BEGIN Entries shown
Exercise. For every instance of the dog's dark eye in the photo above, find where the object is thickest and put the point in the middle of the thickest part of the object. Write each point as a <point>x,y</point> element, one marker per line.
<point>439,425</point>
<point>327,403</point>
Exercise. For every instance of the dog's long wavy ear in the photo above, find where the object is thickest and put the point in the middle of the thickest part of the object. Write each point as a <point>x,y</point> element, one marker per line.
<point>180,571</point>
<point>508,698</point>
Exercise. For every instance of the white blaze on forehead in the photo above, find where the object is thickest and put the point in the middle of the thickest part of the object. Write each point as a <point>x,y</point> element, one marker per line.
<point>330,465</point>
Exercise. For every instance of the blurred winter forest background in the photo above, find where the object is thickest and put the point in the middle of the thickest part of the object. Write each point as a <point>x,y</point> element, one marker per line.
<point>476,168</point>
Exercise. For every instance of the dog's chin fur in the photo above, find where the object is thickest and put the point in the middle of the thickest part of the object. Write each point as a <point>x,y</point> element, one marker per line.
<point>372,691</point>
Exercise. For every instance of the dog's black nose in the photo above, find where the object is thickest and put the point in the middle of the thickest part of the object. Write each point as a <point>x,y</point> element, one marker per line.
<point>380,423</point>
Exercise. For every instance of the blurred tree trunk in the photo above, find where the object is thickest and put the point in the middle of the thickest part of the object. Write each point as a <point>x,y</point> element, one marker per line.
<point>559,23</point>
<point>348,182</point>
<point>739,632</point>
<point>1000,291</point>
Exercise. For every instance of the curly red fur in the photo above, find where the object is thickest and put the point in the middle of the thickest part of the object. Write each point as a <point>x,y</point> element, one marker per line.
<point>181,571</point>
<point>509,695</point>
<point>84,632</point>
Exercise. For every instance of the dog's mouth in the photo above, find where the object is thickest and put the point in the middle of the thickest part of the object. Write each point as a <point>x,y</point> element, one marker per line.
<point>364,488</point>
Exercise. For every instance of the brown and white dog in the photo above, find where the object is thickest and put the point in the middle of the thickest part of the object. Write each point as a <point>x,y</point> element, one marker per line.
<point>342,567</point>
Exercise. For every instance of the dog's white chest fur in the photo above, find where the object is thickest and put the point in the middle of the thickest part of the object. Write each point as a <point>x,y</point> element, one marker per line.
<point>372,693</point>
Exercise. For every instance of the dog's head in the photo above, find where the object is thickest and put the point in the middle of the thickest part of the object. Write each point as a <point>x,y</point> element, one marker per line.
END Entries shown
What the task asks:
Word for word, repeat every record.

Expected output:
Exercise. For every instance of the dog's dark eye in the photo above, find where the object is thickest and put the point in the middle of the thickest part of the object. Write each point as a <point>x,y</point> element, one marker per line.
<point>439,425</point>
<point>327,403</point>
Exercise. For every instance of the dog's long wavy ear in the photo above, find where the object is thickest and put the point in the middle of the thickest part of the object. Write each point as a <point>x,y</point> element, one marker per line.
<point>180,571</point>
<point>508,698</point>
Exercise. For every instance of the white blaze on forehead in the photo above, find where the object is thickest and put the point in the middle of the thickest part of the object. Write each point as a <point>x,y</point> element, one marker per line.
<point>330,465</point>
Exercise. For every instance of the blurred winter forest background in the photo above, find where the object is thickest and put the point in the middle of the thickest part of the object. Write each point as a <point>x,y</point> element, one marker per line.
<point>476,168</point>
Exercise. For every instance of the dog's chin fur in the photo above, find where the object is thickest and put the point in the middle of the thickest part of the object. Write each point as a <point>x,y</point> element, one marker per line.
<point>372,691</point>
Exercise. For every instance of the dog's black nose in the photo above, find where the object is thickest and put the point in the middle of the thickest part of the object. Write each point as a <point>x,y</point> element, one marker per line.
<point>380,423</point>
Exercise. For every instance of the blurred tree trunk in the photo above, find where the object is thickest and put the point in the middle of the thickest part of the object. Write each point as a <point>x,y</point> element, one marker per line.
<point>559,23</point>
<point>348,182</point>
<point>739,632</point>
<point>1000,291</point>
Exercise. For every instance of the curly red fur in the photo above, find where the object is thickest and put the point in the middle of the thickest part of the object. Write each point as a <point>x,y</point> element, one marker per line.
<point>181,571</point>
<point>509,695</point>
<point>84,632</point>
Exercise. For every instance of the dog's mouth in the photo above, find where the object is thickest and put the point in the middle of the thickest part of the object. Write each point as a <point>x,y</point> element, one marker per line.
<point>364,488</point>
Exercise. For every instance of the brown and white dog in the photo above, find where the object is thickest and put the point in the middle of the thickest part of the object. Write each point as a <point>x,y</point> element, one marker per line.
<point>342,567</point>
Exercise. For every instance of the dog's white chest fur in the photo above, find where the object is thickest and put the point in the middle of the thickest part of the object. Write each point as a <point>x,y</point> element, one marker per line.
<point>372,693</point>
Exercise. For every instance of the dog's head in the photo above, find where the object is thickest and put the point in the middle of the thickest part of the object. Write each point as a <point>x,y</point> element, one marker per line.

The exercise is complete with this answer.